━━ Entries shown ━━

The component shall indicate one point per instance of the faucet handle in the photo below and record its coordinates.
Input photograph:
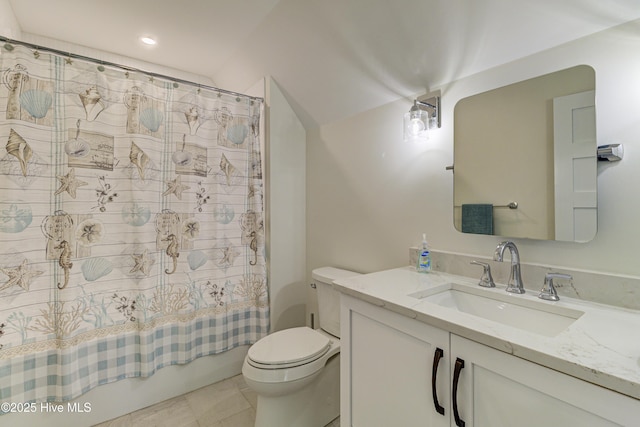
(486, 280)
(548, 291)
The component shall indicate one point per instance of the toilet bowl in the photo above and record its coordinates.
(296, 372)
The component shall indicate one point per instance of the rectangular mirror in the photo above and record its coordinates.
(532, 145)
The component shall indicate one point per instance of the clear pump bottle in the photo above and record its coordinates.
(424, 257)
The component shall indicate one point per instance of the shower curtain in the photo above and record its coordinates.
(131, 224)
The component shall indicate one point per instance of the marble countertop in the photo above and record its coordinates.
(602, 346)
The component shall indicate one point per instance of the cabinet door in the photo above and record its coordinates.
(497, 389)
(388, 379)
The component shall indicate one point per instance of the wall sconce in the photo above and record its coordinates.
(423, 115)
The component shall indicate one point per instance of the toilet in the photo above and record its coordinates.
(296, 372)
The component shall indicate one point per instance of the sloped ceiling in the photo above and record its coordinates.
(332, 58)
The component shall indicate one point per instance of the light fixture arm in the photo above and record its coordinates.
(430, 103)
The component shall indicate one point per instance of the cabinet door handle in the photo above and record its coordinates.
(434, 374)
(456, 378)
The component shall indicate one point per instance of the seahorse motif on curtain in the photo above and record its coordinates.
(131, 225)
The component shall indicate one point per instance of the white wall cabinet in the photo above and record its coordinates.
(387, 378)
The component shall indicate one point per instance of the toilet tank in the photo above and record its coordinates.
(329, 297)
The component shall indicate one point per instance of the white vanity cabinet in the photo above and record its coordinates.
(388, 366)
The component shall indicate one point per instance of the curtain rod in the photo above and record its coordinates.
(11, 42)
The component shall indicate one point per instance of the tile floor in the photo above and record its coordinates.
(228, 403)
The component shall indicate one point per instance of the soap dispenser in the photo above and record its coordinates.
(424, 257)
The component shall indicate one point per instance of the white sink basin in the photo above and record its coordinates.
(534, 316)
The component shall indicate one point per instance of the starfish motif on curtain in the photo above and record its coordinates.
(19, 276)
(143, 263)
(69, 183)
(175, 187)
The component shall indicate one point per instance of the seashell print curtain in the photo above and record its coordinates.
(131, 224)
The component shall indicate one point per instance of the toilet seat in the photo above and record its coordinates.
(288, 370)
(288, 348)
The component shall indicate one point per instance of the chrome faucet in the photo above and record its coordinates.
(514, 284)
(548, 291)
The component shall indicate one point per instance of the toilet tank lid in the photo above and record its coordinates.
(329, 274)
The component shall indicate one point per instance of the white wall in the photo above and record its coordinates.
(370, 196)
(286, 217)
(9, 26)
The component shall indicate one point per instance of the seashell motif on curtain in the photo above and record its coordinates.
(151, 119)
(237, 133)
(223, 213)
(139, 158)
(196, 259)
(96, 268)
(20, 149)
(76, 147)
(135, 214)
(36, 102)
(89, 232)
(92, 103)
(15, 219)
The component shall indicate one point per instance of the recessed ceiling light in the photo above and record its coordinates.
(148, 40)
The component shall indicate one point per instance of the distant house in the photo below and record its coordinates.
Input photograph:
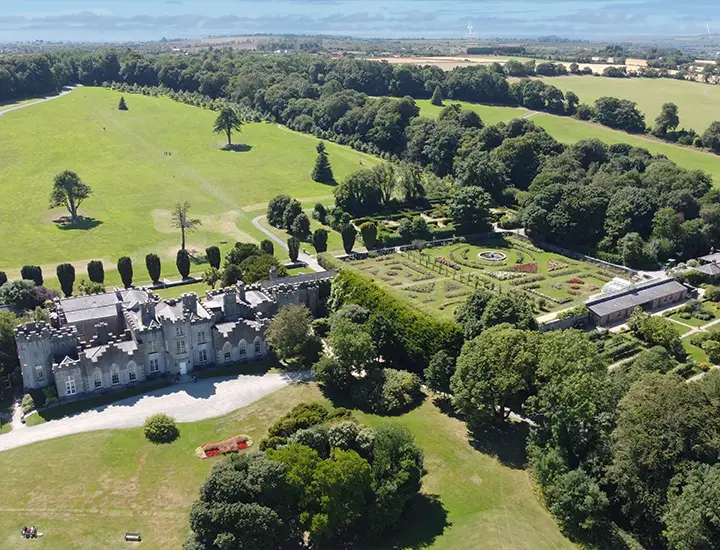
(614, 307)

━━━

Prompt: Set down the lines of the records above exactly, apart from the pictures.

Response for this exercise:
The component shall indicate one point per instance of the faucet handle in the photo below and record its coordinates.
Input photograph:
(486, 280)
(548, 291)
The component shall indicate one point per instance of the toilet bowl in the photo above and record its coordinates.
(296, 372)
The component shall indicate one point per instance of the rectangular mirror in the photo above and record its coordinates.
(532, 145)
The component shall indicate one point per instance of the clear pump bottle in the photo above and record its coordinates.
(424, 257)
The component shall indicate one point per instance of the shower curtain in the photo above and record its coordinates.
(131, 224)
The component shall indicate one point per instance of the marble countertop in the photo above and record its coordinates.
(602, 346)
The component shall indicate one point per instance of the cabinet door in the photo above and record its coordinates.
(497, 389)
(388, 379)
The component shall indicate one point per instance of the wall sconce in the photo above and record its coordinates.
(423, 115)
The component shall indicate one point per instance of the toilet in the photo above and record its coordinates.
(296, 372)
The component shall indicate one point per instance of the sloped ceiling in the photo above and record its coordinates.
(332, 58)
The component shall indicate one point per instance of the light fixture arm in the photo above and record its coordinates.
(430, 103)
The component shall indicate one point per instance of the cabinet door handle in the photo above and record its coordinates.
(434, 374)
(456, 378)
The component shall indicate one point per instance of the seahorse motif on curtain in the photo above and record its coordinates.
(131, 225)
The component shall indicate one point per instance of the white wall cabinet in the photo above and record its coordinates.
(387, 378)
The component shall indicate one point per instance of the toilet tank in the photo above and record its coordinates.
(329, 297)
The component shall indicate one point per instance of the white vanity cabinet in the photo above and record its coordinates.
(388, 366)
The component shall indicate one point per instance of the curtain rod in the photo above and record its coordinates.
(11, 42)
The component shall indicate one point per instance of the tile floor in the photo above and record its coordinates.
(228, 403)
The component shall indicate one point per instance of the soap dispenser in the photo above and record its coordinates.
(424, 257)
The component shall indicate one point per instance of the white sink basin in the photo above and record its coordinates.
(534, 316)
The component shall indicate one point per instance of the starfish motif on curtain in the photo above and record its coordinates.
(19, 276)
(143, 263)
(69, 183)
(175, 187)
The component shall indicate one point per instance of the seashell print curtain in the photo above and record its coordinates.
(131, 224)
The component shall indicate one point per instance of the toilet seat in the photo above and record its coordinates.
(288, 370)
(288, 348)
The component shall indicate one point per instance of the chrome faucet in the photo above and record its coordinates.
(514, 284)
(548, 291)
The component shall indicate one point per instance of the toilet tank lid in the photo above and record its coordinates.
(329, 274)
The component shall indicate one point per instance of the white wall in the photo above and record its coordinates.
(370, 196)
(286, 217)
(9, 26)
The component shall indicate one point per instance of the seashell motif on curtain in the photo above and record its coordinates.
(151, 119)
(237, 133)
(223, 213)
(139, 158)
(196, 259)
(96, 268)
(20, 149)
(76, 147)
(135, 214)
(36, 102)
(89, 232)
(92, 103)
(15, 219)
The component shall indicate one point per instance of the recessed ceiling light in the photo above and record its coordinates.
(148, 40)
The component shall indicate one point per instance of the distant house in the photo below and record its coordinates.
Input photograph:
(614, 307)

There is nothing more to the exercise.